* [Your goal]:
A single figure is required: the number of lines below that contain "paved".

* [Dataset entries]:
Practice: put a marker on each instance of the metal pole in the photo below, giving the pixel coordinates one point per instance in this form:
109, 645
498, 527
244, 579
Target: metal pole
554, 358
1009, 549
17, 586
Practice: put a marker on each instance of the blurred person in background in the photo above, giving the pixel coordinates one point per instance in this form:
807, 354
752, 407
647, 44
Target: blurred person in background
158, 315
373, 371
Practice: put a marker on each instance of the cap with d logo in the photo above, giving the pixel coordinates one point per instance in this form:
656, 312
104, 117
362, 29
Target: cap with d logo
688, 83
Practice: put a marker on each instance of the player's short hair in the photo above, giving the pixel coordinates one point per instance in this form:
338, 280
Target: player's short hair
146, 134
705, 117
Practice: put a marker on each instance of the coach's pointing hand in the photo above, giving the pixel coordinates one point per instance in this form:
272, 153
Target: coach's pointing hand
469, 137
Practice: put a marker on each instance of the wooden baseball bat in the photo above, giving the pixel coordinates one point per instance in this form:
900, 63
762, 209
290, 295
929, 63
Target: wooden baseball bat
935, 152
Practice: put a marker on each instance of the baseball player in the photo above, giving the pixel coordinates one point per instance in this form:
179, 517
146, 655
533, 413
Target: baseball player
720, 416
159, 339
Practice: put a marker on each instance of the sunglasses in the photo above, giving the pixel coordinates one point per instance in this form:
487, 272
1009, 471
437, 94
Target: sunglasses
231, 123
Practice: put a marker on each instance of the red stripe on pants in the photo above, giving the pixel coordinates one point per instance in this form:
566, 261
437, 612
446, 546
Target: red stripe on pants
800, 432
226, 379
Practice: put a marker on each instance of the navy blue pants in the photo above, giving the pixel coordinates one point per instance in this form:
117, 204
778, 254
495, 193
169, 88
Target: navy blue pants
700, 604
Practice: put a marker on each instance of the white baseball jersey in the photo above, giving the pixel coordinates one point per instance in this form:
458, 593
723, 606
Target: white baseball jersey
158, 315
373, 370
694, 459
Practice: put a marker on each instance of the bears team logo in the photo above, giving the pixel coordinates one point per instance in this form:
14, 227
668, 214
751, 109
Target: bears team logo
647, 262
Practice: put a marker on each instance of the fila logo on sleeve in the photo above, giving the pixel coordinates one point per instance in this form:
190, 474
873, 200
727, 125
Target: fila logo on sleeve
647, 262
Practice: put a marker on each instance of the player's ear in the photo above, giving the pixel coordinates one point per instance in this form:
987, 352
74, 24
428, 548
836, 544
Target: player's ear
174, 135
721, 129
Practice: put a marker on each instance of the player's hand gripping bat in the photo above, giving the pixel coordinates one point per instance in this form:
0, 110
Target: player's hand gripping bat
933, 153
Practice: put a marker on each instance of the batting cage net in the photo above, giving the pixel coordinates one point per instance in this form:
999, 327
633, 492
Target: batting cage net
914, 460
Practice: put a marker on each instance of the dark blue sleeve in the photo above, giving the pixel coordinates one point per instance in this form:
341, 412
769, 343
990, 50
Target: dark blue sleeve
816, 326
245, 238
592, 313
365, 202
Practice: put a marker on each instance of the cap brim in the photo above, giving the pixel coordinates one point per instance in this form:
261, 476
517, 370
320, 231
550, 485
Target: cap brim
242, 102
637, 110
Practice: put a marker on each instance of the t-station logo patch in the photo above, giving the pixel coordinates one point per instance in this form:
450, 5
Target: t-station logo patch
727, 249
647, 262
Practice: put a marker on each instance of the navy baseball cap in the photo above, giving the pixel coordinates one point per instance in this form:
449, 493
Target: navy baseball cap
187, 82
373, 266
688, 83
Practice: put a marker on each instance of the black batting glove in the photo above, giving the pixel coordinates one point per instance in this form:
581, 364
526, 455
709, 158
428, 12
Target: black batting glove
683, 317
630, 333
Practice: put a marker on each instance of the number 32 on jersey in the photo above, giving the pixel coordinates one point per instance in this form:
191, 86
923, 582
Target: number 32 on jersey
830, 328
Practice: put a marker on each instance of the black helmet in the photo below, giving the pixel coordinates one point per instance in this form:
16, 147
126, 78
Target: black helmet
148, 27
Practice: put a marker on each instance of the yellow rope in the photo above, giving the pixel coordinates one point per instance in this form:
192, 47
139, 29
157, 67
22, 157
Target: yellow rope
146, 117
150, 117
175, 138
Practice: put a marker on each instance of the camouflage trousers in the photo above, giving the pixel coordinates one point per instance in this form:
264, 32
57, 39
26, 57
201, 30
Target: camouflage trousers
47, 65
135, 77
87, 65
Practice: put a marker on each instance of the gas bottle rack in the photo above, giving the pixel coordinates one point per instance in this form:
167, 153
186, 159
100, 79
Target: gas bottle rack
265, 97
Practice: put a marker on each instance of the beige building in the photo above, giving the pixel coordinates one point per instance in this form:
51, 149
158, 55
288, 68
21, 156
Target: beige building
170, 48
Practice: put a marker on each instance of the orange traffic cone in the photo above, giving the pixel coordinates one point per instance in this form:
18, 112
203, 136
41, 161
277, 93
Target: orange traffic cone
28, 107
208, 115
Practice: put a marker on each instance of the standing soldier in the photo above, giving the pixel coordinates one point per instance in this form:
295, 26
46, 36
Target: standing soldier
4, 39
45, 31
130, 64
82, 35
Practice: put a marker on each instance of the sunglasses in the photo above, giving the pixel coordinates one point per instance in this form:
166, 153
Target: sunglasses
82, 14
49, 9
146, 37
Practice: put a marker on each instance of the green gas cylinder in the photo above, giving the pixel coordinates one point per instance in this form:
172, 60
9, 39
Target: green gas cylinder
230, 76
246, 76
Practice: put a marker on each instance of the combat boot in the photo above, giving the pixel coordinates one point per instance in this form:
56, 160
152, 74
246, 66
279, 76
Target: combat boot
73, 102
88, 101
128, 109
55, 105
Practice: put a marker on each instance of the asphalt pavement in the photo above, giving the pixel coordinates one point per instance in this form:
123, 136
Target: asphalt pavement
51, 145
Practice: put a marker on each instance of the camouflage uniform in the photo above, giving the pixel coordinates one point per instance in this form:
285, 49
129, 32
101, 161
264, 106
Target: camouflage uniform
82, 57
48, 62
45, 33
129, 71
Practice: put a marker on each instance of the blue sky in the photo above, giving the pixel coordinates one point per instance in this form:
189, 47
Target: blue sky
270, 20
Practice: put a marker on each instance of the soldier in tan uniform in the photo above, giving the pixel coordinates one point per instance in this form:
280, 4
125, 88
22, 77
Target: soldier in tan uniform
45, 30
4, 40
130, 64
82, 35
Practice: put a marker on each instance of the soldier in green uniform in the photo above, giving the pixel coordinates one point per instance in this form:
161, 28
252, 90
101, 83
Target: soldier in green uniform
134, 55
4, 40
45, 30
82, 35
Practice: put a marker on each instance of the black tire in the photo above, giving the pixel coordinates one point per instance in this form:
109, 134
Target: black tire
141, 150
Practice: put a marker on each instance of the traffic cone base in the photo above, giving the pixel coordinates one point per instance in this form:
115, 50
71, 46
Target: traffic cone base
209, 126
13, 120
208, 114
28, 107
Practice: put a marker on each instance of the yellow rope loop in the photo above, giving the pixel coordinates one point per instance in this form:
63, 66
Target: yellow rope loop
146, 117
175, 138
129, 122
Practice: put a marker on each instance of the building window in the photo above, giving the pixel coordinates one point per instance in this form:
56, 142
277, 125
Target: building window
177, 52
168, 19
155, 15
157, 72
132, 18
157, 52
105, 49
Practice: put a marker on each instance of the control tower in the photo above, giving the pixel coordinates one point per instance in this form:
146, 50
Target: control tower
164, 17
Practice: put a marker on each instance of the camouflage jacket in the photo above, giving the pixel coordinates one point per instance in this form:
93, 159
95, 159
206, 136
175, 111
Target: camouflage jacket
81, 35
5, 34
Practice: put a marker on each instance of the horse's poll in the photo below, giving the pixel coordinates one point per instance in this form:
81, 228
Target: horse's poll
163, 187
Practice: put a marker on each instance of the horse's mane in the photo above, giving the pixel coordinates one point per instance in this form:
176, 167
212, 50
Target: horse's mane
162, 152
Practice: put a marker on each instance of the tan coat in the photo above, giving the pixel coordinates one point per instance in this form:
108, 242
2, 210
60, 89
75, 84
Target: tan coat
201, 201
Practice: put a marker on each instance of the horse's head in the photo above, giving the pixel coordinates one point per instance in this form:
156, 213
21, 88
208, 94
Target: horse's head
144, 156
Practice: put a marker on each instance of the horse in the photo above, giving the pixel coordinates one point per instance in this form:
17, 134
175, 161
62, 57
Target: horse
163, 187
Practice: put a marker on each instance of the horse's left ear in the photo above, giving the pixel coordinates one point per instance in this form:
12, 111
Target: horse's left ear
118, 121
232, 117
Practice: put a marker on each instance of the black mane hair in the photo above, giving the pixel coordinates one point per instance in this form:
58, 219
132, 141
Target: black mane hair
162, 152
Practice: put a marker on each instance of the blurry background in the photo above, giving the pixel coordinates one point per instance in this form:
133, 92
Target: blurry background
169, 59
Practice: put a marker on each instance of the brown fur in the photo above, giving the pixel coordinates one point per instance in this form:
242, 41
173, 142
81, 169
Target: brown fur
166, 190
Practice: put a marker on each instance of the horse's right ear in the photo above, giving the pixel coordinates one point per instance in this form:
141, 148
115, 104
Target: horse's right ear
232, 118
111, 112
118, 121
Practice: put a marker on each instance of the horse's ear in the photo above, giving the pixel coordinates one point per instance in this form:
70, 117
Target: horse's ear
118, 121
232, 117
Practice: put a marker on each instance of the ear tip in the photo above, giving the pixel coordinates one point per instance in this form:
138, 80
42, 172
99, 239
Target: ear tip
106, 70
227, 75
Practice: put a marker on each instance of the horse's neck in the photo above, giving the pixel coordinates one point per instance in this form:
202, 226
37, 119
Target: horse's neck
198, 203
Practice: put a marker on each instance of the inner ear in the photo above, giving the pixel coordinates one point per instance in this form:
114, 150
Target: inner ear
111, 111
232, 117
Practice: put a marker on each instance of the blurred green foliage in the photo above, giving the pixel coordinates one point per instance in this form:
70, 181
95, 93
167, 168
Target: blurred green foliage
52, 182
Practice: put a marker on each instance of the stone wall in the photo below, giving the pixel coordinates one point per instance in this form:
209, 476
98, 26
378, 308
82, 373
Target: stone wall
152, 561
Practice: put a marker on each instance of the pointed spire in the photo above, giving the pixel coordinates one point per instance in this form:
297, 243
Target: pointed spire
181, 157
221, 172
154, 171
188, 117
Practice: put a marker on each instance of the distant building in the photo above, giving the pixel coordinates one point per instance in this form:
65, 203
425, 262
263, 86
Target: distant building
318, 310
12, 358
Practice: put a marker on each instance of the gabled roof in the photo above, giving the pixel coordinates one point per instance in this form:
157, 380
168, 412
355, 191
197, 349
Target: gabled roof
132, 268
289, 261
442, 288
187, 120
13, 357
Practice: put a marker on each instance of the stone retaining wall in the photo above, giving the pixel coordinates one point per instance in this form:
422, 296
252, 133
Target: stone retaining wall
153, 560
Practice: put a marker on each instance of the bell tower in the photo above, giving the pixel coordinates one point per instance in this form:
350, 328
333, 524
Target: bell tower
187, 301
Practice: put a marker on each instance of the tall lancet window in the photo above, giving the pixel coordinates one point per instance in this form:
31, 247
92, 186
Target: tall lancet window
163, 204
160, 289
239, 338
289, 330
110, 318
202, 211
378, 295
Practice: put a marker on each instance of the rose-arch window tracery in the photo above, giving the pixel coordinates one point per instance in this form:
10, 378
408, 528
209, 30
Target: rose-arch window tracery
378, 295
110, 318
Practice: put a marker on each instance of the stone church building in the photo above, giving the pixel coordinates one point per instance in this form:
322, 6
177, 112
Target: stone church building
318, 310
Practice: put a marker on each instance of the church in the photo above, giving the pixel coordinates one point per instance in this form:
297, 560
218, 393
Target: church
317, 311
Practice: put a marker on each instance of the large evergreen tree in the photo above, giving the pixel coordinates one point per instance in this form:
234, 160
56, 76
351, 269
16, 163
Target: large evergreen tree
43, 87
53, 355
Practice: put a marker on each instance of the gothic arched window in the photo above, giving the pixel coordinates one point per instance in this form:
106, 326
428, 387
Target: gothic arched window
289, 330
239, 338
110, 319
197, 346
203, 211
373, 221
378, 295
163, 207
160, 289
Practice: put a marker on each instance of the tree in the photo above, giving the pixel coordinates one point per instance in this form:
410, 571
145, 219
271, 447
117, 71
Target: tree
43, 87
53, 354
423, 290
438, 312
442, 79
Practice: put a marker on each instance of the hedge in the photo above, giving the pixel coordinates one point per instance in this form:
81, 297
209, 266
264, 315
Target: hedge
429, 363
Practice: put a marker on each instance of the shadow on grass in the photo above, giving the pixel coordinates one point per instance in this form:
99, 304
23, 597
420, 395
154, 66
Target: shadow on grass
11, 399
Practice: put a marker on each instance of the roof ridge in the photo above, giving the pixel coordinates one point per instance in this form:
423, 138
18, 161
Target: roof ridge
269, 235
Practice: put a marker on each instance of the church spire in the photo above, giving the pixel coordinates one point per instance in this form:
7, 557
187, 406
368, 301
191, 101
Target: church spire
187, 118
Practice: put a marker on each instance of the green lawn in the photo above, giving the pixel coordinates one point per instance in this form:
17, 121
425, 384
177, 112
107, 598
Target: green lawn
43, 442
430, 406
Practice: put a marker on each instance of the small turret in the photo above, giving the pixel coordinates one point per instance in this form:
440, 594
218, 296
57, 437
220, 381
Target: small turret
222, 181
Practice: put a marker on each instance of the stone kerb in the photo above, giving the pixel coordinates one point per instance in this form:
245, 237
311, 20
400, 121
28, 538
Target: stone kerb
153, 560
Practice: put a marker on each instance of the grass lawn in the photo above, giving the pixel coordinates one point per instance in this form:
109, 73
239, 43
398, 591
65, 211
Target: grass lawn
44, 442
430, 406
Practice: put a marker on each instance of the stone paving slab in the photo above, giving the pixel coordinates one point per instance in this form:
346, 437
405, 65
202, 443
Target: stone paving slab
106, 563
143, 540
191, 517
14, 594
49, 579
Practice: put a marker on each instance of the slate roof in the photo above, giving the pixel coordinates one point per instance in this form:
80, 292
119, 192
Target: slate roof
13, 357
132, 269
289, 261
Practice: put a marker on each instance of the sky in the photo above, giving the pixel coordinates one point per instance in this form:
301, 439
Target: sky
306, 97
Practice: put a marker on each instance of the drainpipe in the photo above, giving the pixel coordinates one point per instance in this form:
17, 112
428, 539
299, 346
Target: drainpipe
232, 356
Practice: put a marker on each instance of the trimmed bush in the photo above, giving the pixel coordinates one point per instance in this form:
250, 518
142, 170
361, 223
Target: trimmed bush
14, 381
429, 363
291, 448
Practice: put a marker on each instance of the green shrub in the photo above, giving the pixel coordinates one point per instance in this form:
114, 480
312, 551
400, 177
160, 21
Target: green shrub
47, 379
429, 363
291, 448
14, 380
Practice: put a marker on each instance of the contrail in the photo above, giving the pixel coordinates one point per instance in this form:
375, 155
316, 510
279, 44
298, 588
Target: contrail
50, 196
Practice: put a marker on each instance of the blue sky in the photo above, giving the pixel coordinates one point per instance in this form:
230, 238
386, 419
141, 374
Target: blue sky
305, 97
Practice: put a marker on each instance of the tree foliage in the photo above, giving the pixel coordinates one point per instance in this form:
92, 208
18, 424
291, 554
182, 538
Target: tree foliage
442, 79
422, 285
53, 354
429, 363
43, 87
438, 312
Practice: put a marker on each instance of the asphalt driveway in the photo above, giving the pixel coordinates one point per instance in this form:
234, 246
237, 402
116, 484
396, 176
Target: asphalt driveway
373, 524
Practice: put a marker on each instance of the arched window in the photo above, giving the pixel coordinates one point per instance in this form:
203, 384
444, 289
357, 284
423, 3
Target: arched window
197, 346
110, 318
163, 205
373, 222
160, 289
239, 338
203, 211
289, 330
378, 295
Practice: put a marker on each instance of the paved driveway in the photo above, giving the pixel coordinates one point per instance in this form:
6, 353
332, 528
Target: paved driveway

* [Result below]:
2